Every day, our genetic makeup undergoes genomic stress and damage causing DNA double strands to weaken and break. This is a naturally occurring process that usually repairs itself through homologous recombination, one of the better pathways to repair the broken strands of DNA double helices.
“Homologous recombination is a process of DNA repair that a cell undertakes wherein thousands of different proteins come in and process, read, and communicate throughout the cell what's going on,” says Dr Donna Whelan, a DECRA Fellow and Academic in Pharmacy and Biomedical Science at La Trobe University. “Once a double-strand break has been identified, the end of the DNA is taken and the entire cell nucleus is searched for a very similar piece that can be used to fill in the gaps.”
When these “gaps” are not filled in correctly, a genetic mutation is likely to occur, leaving the host organism exposed to the development of numerous diseases, predominantly cancer.
“Double strand break resection through homologous recombination is the number one way of avoiding diseases, working 99.99 percent of the time. But when it doesn’t work it can be crucial towards impacting human health.”

» **Recorded data**
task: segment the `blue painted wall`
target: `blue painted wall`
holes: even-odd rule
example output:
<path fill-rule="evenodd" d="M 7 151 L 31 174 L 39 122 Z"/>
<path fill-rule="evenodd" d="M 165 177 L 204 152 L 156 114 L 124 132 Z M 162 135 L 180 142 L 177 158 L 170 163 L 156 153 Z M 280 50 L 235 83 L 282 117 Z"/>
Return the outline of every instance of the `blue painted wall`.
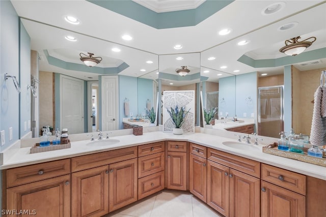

» **Prompt A**
In the passage on DNA repair, swap "naturally occurring" for "spontaneous" and write out the part that begins at the words "Every day, our" and stops after "DNA double helices.".
» **Prompt B**
Answer these from the passage on DNA repair:
(i) What positions does Dr Donna Whelan hold at La Trobe University?
(ii) According to the quote, what percentage of the time does double strand break resection through homologous recombination work?
(iii) Which disease is named as the main one that can develop when the gaps are not filled in correctly?
» **Prompt C**
Continue the passage on DNA double-strand repair after its last sentence.

» **Response A**
Every day, our genetic makeup undergoes genomic stress and damage causing DNA double strands to weaken and break. This is a spontaneous process that usually repairs itself through homologous recombination, one of the better pathways to repair the broken strands of DNA double helices.

» **Response B**
(i) DECRA Fellow and Academic in Pharmacy and Biomedical Science
(ii) 99.99 percent
(iii) Cancer

» **Response C**
Dr Whelan has observed the process of DNA double helix repair using several microscopic methods but she says the diffraction of light in conventional microscopy has a major blurring effect on proteins inside a cell that are only a few nanometres in size.
“By using biochemical methods as opposed to microscopic methods, you don’t get a lot of spatial and time information as you’re looking at multiple cells simultaneously,” Dr Whelan says. “And while microscopy is a powerful biology technique to see what’s happening inside of the cell within its natural environment, we haven’t been able to study the process in significant detail until now.”
Dr Whelan has been collaborating with her mentor, Associate Professor Eli Rothenberg of New York University, to develop new super-resolution microscopy methods. Their latest findings have been published in the Proceedings of the National Academy of Sciences (PNAS), and Professor Rothenberg believes it has led to a number of exciting developments in their field.
Dr Whelan is now analysing the precursors of double strand breaks and the appearance of stressed but unbroken replication forks in cells, in the hope that she can identify why some strands of damage can’t be repaired by the cell.
“Some of our recent findings were very unexpected, such as roles for proteins and certain interactions between proteins and outcomes,” says Dr Whelan. “It was unlooked for, but when we found it we had to go back and make sure it's real and to work out what it all means in the bigger picture, which really is the whole point of science.”